╔══

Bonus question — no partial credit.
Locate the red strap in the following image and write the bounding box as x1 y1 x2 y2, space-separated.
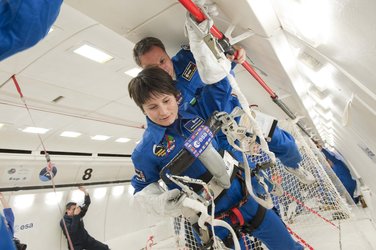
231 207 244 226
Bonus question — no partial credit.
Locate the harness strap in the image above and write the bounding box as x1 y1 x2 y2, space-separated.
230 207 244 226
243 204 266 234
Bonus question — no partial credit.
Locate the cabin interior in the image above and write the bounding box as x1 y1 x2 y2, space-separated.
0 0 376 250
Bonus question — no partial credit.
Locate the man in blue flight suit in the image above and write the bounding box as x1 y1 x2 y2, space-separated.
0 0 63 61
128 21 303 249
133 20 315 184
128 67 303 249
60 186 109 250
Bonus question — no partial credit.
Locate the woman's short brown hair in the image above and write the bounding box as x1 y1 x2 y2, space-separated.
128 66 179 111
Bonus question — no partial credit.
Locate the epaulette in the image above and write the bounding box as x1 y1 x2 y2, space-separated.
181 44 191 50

╚══
╔══

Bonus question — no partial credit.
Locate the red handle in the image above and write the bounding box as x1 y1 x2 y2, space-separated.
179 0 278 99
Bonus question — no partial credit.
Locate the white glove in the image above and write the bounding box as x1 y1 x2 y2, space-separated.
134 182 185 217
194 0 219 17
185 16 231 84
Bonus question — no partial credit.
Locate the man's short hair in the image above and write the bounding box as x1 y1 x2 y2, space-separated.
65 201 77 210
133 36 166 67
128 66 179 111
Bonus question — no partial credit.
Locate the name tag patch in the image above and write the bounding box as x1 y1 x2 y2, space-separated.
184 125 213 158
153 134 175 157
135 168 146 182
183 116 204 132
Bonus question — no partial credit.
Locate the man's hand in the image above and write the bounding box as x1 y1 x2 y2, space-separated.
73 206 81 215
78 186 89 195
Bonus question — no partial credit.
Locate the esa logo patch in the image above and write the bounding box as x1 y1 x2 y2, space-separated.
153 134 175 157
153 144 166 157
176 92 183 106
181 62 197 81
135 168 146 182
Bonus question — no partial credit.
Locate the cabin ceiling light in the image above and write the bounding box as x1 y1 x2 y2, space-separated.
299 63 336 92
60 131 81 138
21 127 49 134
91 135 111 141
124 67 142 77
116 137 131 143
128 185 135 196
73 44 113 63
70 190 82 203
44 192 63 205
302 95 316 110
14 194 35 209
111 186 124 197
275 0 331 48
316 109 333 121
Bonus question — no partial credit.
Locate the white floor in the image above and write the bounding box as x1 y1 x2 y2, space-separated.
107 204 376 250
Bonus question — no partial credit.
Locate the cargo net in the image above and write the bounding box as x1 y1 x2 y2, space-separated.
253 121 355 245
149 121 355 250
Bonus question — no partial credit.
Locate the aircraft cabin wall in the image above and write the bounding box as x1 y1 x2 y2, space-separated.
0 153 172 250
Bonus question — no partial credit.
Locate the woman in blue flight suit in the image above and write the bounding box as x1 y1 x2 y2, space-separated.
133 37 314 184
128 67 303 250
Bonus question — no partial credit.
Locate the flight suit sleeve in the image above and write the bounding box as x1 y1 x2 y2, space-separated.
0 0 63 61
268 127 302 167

╚══

Show each line of the items above that contains the word "strap".

Locate the red strap in the following image and write the bounding box as x1 y1 x2 y2, space-separated.
Locate the harness strap in the image above and write the bounding box as x1 y1 x2 y2, space-separated.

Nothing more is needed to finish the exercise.